### Job a
Say whether each statement agrees with the piece on the National Museum of Beirut. Answer yes or no for each, and quote the words from the piece that decide it: (i) the visit took place on a Sunday morning; (ii) the museum was crowded during the visit; (iii) the writer thinks a great museum should be on the smaller side.

### Selected extract

The National Museum of Beirut

A museum, when done right, can be a truly spectacular experience. In my humble opinion, as a fairly frequent museum-goer, there are a few essential elements for a good museum. The National Museum of Beirut really nailed it on all counts.

We showed up on a Sunday morning, intending to do a quick breeze-through right when the museum opened before embarking on our day trip to Byblos and the Jeitta Grotto. When we arrived, we walked into the vestibule of the museum but the doors to the museum itself were closed and the museum was totally dark. After a couple of minutes of loitering, they let us into the museum on the promise we came back to buy tickets later, and we walked into the grand room you see above just as they were turning on the lights. It is probably unreasonable to expect such a grand entrance for all museum visits, but as element #1, we’ll just say:  the museum should not be too crowded. We had the place to ourselves, except for the minders making sure we didn’t touch anything or take photos of stuff we weren’t supposed to (which was very little, actually).

Element #2 to a great museum is to be on the smaller side. I’ve been to a lot of world famous museums– all of the Smithsonians, the Louvre, MoMA, Museo Nacional de la Reina, etc. Museums that are too large, and have confusing floor plans or too many rooms, just make me exhausted and grumpy. You have to go into such places knowing 2-3 key things you want to see, beeline toward them, and get out. Otherwise you just end up with FOMO (that’s Fear of Missing Out) or regret that you didn’t see something you really wanted to see because you got tuckered out. As a corollary to this element, inevitably if you go into a museum with high expectations for some world famous thing, you will inevitably be disappointed (as anyone who has see the crowds ogling Guernica or the Mona Lisa can attest!)

### Exercise material
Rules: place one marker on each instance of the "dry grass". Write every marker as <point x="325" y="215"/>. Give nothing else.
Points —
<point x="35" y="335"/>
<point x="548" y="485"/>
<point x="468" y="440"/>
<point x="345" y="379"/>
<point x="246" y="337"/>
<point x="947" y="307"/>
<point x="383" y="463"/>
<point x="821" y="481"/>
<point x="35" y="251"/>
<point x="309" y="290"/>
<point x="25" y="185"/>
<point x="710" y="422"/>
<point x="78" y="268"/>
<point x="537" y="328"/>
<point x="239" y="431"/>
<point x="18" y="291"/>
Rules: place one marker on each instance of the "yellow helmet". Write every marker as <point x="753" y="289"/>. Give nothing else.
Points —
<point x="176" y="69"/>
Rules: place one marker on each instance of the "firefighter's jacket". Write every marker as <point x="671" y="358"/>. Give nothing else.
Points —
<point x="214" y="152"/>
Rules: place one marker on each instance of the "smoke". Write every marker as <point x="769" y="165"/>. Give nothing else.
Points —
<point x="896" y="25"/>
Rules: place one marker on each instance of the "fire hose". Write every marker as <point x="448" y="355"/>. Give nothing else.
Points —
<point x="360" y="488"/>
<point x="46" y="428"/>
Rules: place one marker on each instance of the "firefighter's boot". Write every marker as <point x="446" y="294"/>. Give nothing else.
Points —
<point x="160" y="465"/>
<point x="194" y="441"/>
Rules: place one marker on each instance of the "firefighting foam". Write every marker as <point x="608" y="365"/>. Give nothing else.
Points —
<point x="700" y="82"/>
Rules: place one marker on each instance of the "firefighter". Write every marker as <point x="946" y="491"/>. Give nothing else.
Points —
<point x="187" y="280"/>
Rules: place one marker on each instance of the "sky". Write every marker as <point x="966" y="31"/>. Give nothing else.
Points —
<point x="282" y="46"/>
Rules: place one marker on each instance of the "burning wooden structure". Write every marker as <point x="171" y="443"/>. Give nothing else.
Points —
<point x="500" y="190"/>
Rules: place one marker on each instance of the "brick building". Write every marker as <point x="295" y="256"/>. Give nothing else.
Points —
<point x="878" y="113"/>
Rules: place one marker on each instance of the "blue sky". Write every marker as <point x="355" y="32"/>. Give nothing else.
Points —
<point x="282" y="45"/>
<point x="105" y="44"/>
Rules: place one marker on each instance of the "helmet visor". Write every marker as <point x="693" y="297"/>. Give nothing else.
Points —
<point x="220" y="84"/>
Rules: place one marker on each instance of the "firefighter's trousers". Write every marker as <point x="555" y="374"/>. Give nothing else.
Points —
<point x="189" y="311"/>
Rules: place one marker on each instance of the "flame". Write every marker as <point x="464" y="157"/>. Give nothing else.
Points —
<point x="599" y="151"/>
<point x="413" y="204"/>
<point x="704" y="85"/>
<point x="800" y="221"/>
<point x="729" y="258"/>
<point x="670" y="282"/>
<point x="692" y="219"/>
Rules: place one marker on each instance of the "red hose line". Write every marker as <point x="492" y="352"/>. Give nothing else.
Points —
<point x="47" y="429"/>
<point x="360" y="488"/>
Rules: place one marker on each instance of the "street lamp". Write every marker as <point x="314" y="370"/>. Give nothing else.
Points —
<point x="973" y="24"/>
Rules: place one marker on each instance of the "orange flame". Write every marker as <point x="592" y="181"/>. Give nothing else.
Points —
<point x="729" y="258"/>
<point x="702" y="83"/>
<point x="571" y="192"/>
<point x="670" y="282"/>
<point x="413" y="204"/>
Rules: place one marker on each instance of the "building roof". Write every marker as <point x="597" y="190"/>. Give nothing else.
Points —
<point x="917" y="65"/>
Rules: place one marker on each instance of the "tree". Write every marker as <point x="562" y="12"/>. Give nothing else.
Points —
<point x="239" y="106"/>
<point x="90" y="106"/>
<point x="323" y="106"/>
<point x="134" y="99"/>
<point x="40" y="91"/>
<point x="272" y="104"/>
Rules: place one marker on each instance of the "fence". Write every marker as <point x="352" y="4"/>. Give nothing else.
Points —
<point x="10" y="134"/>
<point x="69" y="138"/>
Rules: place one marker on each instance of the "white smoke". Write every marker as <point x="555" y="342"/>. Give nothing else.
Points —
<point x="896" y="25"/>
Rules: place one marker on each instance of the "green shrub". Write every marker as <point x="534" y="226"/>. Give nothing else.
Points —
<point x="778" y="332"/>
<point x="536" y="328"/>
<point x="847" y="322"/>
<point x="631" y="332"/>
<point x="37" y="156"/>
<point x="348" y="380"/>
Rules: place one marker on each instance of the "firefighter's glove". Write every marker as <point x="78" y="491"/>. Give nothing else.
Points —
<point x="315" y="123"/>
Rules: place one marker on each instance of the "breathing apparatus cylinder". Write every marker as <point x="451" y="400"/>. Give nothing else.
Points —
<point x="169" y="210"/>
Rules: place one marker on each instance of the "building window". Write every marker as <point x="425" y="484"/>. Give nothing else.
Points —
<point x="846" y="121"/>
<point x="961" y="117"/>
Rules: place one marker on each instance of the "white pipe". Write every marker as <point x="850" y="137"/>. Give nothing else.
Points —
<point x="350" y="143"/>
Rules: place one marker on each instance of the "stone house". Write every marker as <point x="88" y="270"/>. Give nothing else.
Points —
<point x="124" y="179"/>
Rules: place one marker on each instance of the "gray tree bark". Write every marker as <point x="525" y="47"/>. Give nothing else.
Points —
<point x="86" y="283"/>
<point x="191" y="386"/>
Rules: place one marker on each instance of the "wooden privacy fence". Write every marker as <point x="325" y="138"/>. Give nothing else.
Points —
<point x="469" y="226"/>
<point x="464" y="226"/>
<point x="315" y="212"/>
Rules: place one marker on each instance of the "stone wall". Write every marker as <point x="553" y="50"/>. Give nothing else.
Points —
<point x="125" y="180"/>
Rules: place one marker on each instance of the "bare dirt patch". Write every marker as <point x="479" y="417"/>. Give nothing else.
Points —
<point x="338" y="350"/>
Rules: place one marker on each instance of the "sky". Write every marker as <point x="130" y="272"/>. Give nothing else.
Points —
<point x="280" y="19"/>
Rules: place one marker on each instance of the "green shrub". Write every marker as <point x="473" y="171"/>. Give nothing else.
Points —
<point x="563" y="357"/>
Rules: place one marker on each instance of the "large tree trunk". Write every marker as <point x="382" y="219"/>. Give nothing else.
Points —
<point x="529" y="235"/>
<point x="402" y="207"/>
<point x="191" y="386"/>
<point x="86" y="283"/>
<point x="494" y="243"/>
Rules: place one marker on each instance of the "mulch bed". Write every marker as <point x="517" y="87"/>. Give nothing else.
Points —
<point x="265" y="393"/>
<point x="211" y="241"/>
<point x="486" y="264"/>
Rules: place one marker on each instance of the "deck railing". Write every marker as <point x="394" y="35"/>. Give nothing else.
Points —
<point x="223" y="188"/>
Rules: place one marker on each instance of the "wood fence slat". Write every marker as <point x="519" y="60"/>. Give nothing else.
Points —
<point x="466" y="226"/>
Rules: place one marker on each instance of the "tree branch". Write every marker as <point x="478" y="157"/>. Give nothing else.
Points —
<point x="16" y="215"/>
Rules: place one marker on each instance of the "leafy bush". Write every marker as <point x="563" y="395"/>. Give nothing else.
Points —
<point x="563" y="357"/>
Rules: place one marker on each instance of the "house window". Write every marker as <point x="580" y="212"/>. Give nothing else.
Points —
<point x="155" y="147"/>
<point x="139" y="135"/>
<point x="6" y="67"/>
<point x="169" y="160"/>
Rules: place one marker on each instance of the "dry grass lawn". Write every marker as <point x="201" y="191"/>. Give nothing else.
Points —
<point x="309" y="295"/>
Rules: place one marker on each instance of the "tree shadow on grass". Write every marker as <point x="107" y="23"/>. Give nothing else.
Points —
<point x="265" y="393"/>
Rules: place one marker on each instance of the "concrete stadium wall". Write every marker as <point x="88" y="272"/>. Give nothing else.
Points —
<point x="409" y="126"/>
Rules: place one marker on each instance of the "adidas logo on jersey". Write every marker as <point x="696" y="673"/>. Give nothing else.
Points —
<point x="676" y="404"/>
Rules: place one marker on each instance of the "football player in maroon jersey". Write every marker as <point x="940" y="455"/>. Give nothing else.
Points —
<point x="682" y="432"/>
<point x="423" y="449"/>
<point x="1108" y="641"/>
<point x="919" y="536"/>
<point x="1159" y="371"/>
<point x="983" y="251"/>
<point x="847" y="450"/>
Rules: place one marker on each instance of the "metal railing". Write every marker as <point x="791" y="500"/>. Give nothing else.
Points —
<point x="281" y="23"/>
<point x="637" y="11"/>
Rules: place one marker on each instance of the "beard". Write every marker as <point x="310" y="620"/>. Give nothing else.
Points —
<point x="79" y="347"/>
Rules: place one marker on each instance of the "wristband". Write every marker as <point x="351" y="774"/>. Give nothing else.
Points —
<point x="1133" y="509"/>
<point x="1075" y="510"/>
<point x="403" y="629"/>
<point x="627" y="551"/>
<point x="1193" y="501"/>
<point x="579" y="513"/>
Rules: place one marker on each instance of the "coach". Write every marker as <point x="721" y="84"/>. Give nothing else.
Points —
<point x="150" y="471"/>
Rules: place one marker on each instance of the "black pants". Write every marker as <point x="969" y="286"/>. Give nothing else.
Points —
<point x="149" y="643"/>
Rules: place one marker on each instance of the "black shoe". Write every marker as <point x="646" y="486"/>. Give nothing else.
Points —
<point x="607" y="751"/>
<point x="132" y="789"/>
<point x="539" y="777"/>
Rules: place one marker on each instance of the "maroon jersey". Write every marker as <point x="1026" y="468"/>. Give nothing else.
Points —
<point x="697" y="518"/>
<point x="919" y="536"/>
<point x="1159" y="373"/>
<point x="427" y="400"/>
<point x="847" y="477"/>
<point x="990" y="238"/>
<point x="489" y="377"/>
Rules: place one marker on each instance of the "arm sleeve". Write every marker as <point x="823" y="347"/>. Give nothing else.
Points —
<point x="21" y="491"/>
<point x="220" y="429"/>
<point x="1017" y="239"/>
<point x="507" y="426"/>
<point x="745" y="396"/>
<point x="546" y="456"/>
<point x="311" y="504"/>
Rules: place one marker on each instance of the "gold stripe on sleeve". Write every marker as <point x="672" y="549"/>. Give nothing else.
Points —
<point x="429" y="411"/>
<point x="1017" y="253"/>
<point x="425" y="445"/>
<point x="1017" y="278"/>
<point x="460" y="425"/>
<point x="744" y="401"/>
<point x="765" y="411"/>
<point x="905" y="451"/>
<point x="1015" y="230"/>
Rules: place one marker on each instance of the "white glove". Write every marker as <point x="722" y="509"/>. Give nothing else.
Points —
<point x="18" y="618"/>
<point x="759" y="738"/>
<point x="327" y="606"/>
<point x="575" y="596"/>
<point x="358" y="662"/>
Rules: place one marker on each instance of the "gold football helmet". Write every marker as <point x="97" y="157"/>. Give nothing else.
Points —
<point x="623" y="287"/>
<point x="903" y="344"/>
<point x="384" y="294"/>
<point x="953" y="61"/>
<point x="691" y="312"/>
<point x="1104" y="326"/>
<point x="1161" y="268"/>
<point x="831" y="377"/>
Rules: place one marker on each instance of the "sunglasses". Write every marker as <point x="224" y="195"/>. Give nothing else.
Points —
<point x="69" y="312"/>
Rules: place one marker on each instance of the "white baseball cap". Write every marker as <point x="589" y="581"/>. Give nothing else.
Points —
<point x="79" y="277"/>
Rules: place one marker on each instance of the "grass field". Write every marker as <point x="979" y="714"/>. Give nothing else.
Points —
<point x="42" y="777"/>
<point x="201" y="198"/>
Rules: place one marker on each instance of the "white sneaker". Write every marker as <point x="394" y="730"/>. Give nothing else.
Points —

### Job b
Pick out every line in the listing above that contains the word "building", and copy each one out in full.

### Complete answer a
(i) Yes: "We showed up on a Sunday morning"
(ii) No: "We had the place to ourselves"
(iii) Yes: "Element #2 to a great museum is to be on the smaller side."

### Complete answer b
Rules: place one marker on each instance of the "brick building". Write every marker as <point x="295" y="256"/>. Give nothing else.
Rules: place one marker on each instance of the "building roof". Write every marker as <point x="597" y="190"/>. Give nothing else.
Rules: place one marker on each instance of the "building window". Write every marker as <point x="425" y="484"/>. Give nothing else.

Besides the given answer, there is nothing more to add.